• **TASK**:
Please rewrite the items below, substituting "skirts" for each occurrence of "shorts" and leaving everything else as it is.

• **GIVEN RECORDS**:

──────

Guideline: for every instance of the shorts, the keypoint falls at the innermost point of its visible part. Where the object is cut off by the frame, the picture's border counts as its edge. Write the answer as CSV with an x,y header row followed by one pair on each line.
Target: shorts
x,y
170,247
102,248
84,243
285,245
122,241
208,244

──────

• **RESULT**:
Guideline: for every instance of the skirts, the keypoint falls at the innermost point of its visible part. Where the object is cut off by the frame, the picture's border counts as its edge. Write the answer as CSV with an x,y header row followed by one pair on each line.
Target: skirts
x,y
170,247
102,248
84,243
285,245
122,241
208,244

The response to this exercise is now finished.